Government of India Act 1919
Government of India Act 1919
Government of India Act 1919
Act 1919
Government of India Act 1919 was passed by British Parliament to
further expand the participation of Indians in the Government of
India.
Since the act embodied reforms as recommended by a report of
Edwin Montagu {Secretary of State for India} and Lord Chelmsford
{Viceroy and Governor General}, it is also called Montague -
Chelmsford Reforms or simply Mont -Ford Reforms.
The most notable feature of the act was “end of benevolent
despotism” and introduction of responsible government in India. This
act covered 10 years from 1919 to 1929.
Background
Edwin Samuel Montagu had remained the Secretary of State for India
between 1917 and 1922. He was a critic of the entire system by which
India was administered. On 20 August 1917, he made a historic
declaration in the House of Commons in British Parliament which is
called “Montague declaration”.
The theme of this declaration was increasing association of Indians in
every branch of administration and gradual development of self
governing institutions and responsible government in India.

> Dataset records
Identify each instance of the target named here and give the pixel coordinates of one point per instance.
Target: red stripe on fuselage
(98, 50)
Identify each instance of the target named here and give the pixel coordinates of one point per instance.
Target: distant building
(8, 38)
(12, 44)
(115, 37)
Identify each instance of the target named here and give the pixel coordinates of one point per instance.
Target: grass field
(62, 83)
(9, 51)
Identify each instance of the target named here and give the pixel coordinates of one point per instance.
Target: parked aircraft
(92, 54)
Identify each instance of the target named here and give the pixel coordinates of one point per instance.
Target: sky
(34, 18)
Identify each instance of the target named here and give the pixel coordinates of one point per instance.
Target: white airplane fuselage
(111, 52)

...

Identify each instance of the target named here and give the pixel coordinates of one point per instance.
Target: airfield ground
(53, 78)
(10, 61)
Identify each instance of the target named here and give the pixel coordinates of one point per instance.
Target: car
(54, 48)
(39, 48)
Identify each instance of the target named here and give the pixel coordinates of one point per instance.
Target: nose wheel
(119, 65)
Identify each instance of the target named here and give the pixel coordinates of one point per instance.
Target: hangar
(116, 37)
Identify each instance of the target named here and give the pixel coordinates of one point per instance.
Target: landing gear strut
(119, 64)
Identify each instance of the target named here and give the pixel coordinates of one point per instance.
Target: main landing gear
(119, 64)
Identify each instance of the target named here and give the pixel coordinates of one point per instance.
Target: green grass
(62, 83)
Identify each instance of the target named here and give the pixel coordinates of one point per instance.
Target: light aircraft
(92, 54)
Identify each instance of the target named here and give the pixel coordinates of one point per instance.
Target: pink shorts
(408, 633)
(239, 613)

---

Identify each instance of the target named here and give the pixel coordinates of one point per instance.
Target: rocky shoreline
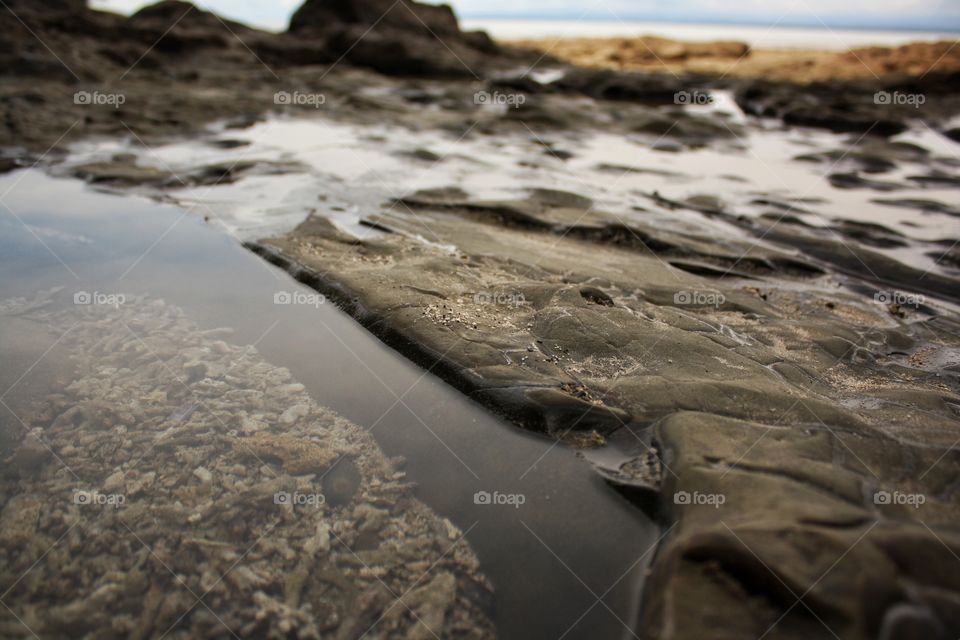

> Written task A
Answer these questions using the passage on the Government of India Act 1919:
(i) How many years did the act cover?
(ii) During which years did Edwin Samuel Montagu serve as Secretary of State for India?
(iii) On what date did Montagu make his declaration in the House of Commons?
> Written task B
Write the next part of the passage on the Government of India Act 1919, picking up after its final sentence.
The listing has no connection to the passage on the Government of India Act 1919.

> Expected output A
(i) It covered 10 years, from 1919 to 1929.
(ii) He served between 1917 and 1922.
(iii) He made it on 20 August 1917.

> Expected output B
In November 1917, Montague had visited India to ascertain views from
all sections of polity including talks with Gandhi and Jinnah. A detailed
report on Constitutional Reforms in India {Mont-Ford Report} was
published on 8th July, 1918. This report became the basis of
Government of India Act 1919.
Key features of this report were as follows:
• Increasing association of Indians in every branch of administration.
• Gradual development of self governing institutions with a view to
the progressive realisation of responsible government in India as an
integral part of the British empire.
• Progress towards responsible government in successive stages.
Preamble
The Government of India Act 1919 had a separate Preamble.
Key points of the preamble were as follows:
• India to remain as an integral part of British Empire.
• Gradual decentralization of authority with loosening the supreme
hold of the central government. Thus, the preamble of this act
suggested for a decentralized unitary form of government.
• The time and manner towards goal of responsible government will
be decided by the British Parliament.
• Partial responsibility in provinces, but no change in character of the
central government.
Introduction of Dyarchy: Reserved and Transferred Subjects
In Government of India Act 1919 the spheres of the central and
provincial governments were demarcated by a division of subjects into
“central” and “provincial”. Generally speaking, the central subjects
included all subjects directly administered by the Government of India or
in which extra-provincial interests were dominant. The provincial
subjects included subjects in which the interests of the provinces
essentially predominated.
The Dyarchy was for the Provincial Governments. The provincial
subjects were divided into two categories viz. reserved and transferred.
The reserved subjects were kept with the Governor and transferred
subjects were kept with Governor acting with the Indian Ministers.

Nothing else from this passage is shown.